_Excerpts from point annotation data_
========================================
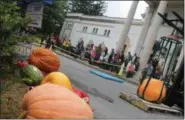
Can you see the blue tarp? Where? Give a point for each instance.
(49, 1)
(106, 76)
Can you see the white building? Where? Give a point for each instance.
(99, 29)
(104, 29)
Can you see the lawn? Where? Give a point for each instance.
(12, 92)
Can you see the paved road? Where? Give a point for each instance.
(104, 109)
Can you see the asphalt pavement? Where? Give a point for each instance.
(119, 109)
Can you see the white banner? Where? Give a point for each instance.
(35, 10)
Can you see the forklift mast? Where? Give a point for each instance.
(175, 94)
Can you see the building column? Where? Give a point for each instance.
(62, 30)
(145, 27)
(152, 33)
(127, 24)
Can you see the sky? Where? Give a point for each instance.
(121, 9)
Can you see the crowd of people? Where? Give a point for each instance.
(98, 53)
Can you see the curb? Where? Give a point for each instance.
(97, 68)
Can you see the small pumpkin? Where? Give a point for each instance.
(59, 79)
(44, 59)
(153, 90)
(31, 75)
(49, 101)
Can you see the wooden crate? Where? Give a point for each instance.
(148, 106)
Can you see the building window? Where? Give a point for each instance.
(84, 29)
(107, 33)
(69, 26)
(95, 30)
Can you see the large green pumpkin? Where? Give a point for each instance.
(31, 75)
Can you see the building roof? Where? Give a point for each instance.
(171, 3)
(102, 18)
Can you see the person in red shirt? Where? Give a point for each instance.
(57, 39)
========================================
Render all the rows above as a two-column CSV with the headers text and points. Put each line of text in the text column and all the points after it in the points column, with each field in double quotes, line breaks changed to spaces, and the pictures left out.

text,points
"Can you see the blue tarp? Where? Give a point for each instance.","(49, 1) (106, 76)"
"Can you see the white building? Where? Give a point for each instance.","(99, 29) (104, 29)"
"Can you see the lawn? Where? Give a point for each instance.","(12, 92)"
"Can you see the paved road? Where? Give a point for each instance.","(104, 109)"
"Can you see the asphalt pavement? Where? Give a point for each instance.","(119, 109)"
"Can you see the white banner? Where? Give a point for each instance.","(35, 10)"
"Can you see the forklift mast? Where? Give a point for each instance.","(175, 94)"
"Can you see the building column? Where? Give a point for each instance.","(62, 30) (145, 27) (152, 33) (127, 24)"
"Can you see the sky? Where? Give a point for each instance.","(121, 9)"
"Can you see the crowd of people? Where? Give a point for each instance.","(98, 53)"
"Can you see the curb? Where? Give a point for each instance.","(97, 68)"
"Can you see the small pumpkin? Where? Give a point for each instance.","(59, 79) (44, 59) (153, 90) (31, 75) (49, 101)"
"Can you see the wooden crate? Where? Give a point for each instance.","(148, 106)"
"Can you see the building window? Where? Give a point for each instance.","(84, 29) (107, 33) (69, 26) (95, 30)"
"Can you see the large green pumpkin? Where? Give a point for each instance.","(31, 75)"
"Can you see the building roof? Where? Give a point for each instance.","(171, 3) (102, 18)"
"Can you see the person in red shirt? Where? Give a point for each instance.","(57, 39)"